--- Exercise ---
Offset every coordinate in the answers by 44, and give again all the lines from the one containing "Target: rocky outcrop" down to the one containing "(1196, 628)", both included, with the requests kept as they are.

____ Given data

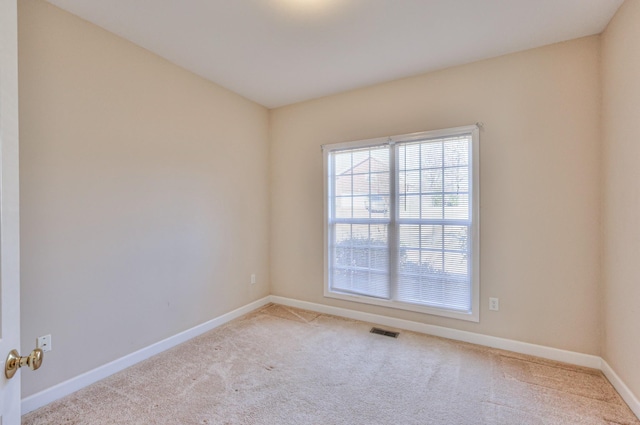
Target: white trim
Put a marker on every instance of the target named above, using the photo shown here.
(56, 392)
(556, 354)
(74, 384)
(624, 391)
(393, 221)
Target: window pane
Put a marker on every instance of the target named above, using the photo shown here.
(360, 259)
(432, 229)
(456, 151)
(456, 179)
(456, 207)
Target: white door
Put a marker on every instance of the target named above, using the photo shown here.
(9, 217)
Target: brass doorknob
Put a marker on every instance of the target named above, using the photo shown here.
(14, 362)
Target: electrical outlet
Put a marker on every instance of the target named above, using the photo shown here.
(44, 342)
(494, 304)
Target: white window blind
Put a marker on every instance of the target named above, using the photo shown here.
(402, 222)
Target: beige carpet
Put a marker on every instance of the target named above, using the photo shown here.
(286, 366)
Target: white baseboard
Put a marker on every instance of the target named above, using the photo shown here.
(624, 391)
(556, 354)
(72, 385)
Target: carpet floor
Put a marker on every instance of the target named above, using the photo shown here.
(281, 366)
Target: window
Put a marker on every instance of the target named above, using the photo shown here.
(402, 222)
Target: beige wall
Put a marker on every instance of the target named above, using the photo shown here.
(144, 195)
(540, 197)
(621, 230)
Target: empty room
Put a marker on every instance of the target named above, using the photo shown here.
(319, 212)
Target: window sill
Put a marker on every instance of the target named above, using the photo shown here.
(453, 314)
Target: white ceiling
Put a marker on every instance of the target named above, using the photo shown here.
(278, 52)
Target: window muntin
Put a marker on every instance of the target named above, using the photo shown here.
(402, 222)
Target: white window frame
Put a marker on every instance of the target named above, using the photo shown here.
(472, 315)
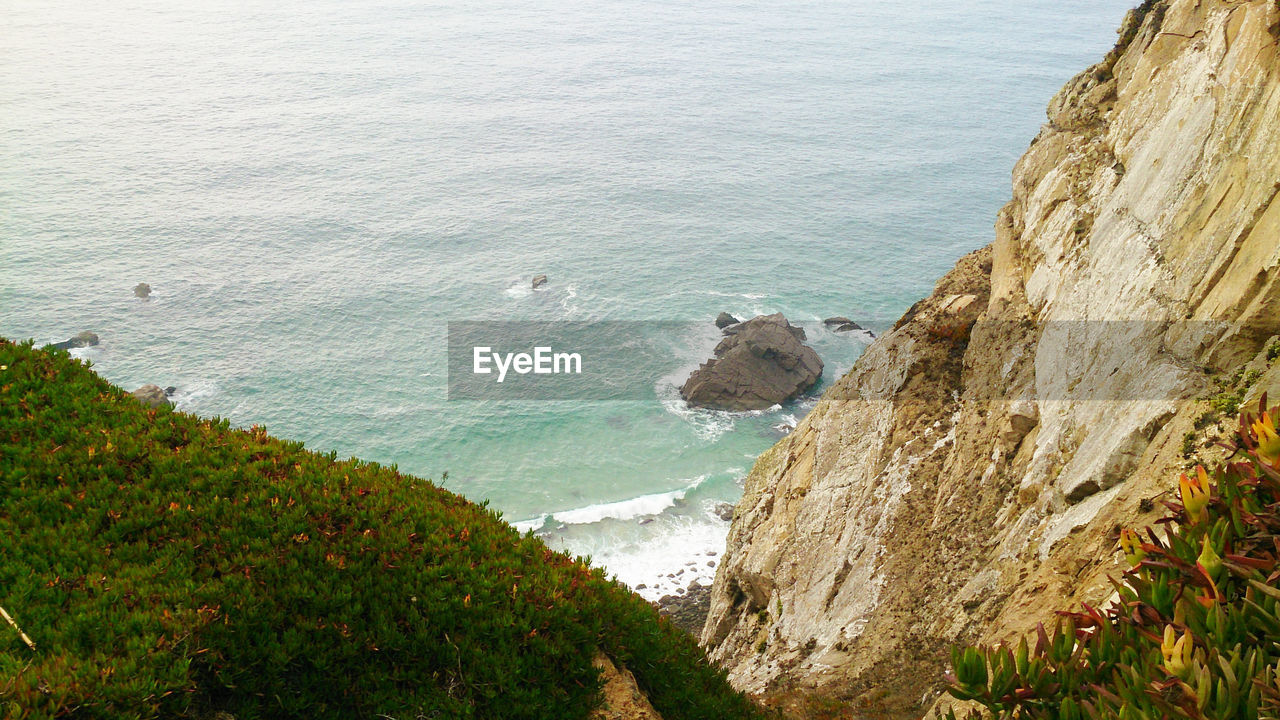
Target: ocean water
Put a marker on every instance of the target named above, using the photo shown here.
(315, 190)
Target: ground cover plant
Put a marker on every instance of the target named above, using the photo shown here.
(1194, 630)
(156, 564)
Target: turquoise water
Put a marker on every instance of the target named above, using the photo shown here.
(314, 190)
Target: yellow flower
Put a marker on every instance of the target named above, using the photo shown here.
(1176, 652)
(1269, 441)
(1210, 560)
(1130, 543)
(1194, 495)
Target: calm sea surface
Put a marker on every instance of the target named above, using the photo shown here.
(314, 190)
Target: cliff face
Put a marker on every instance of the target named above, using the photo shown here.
(967, 477)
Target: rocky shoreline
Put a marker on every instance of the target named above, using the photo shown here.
(688, 611)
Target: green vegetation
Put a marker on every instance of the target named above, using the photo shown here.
(1196, 629)
(165, 565)
(1229, 396)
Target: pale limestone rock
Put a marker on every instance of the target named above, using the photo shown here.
(964, 479)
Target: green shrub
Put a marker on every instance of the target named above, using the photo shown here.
(167, 565)
(1196, 629)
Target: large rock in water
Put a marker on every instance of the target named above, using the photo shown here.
(152, 396)
(81, 340)
(758, 367)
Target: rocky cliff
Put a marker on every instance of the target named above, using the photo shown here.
(967, 477)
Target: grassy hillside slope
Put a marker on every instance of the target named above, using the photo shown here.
(168, 565)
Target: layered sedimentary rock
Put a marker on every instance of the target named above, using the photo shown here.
(968, 475)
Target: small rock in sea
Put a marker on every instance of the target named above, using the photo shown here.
(151, 396)
(81, 340)
(760, 365)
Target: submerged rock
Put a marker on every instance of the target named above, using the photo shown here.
(152, 396)
(760, 364)
(81, 340)
(689, 610)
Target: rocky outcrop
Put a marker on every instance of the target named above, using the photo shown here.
(81, 340)
(760, 364)
(967, 477)
(689, 610)
(622, 698)
(152, 396)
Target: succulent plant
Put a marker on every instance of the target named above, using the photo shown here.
(1196, 628)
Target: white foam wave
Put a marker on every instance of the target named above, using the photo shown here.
(190, 397)
(625, 509)
(534, 524)
(667, 557)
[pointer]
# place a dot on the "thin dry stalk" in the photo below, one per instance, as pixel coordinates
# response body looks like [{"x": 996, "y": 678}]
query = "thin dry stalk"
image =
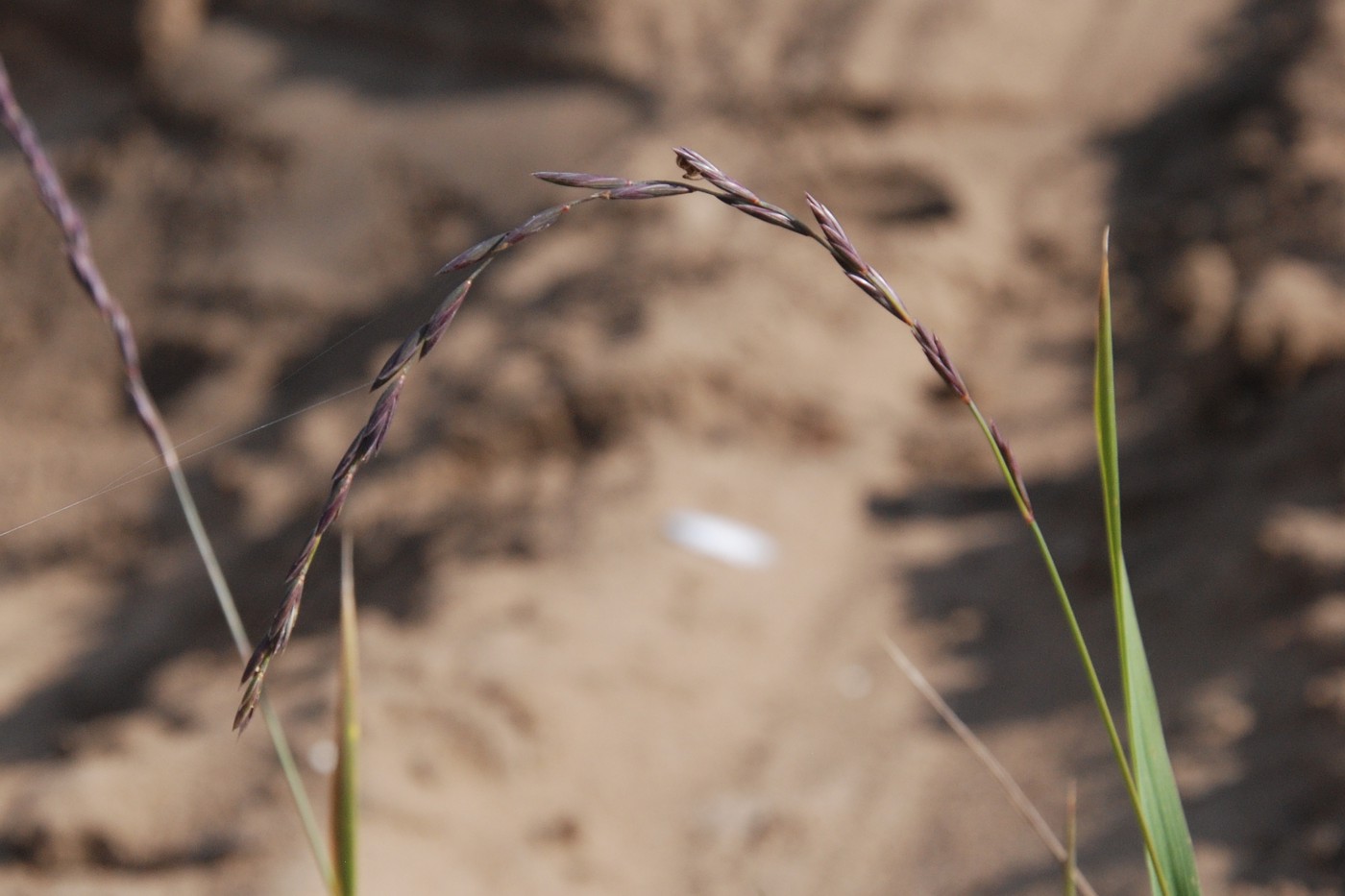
[
  {"x": 1017, "y": 798},
  {"x": 696, "y": 170},
  {"x": 76, "y": 237}
]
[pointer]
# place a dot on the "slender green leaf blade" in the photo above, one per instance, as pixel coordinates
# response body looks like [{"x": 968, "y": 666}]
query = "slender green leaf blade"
[
  {"x": 1159, "y": 797},
  {"x": 346, "y": 778}
]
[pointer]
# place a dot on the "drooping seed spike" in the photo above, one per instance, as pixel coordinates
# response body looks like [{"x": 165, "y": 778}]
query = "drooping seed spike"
[
  {"x": 581, "y": 181},
  {"x": 939, "y": 359},
  {"x": 335, "y": 500},
  {"x": 770, "y": 214},
  {"x": 399, "y": 359},
  {"x": 447, "y": 309},
  {"x": 648, "y": 190},
  {"x": 470, "y": 257},
  {"x": 272, "y": 644},
  {"x": 534, "y": 225},
  {"x": 380, "y": 420},
  {"x": 697, "y": 166},
  {"x": 1012, "y": 463},
  {"x": 841, "y": 245}
]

________

--- Final result ---
Target: rocky outcrop
Put a marker on every instance of the target named above, using the photo shown here.
(125, 384)
(804, 408)
(1011, 521)
(733, 654)
(666, 742)
(196, 440)
Target: succulent plant
Put a marker on every instance of the target named above, using the photo shown here.
(1240, 672)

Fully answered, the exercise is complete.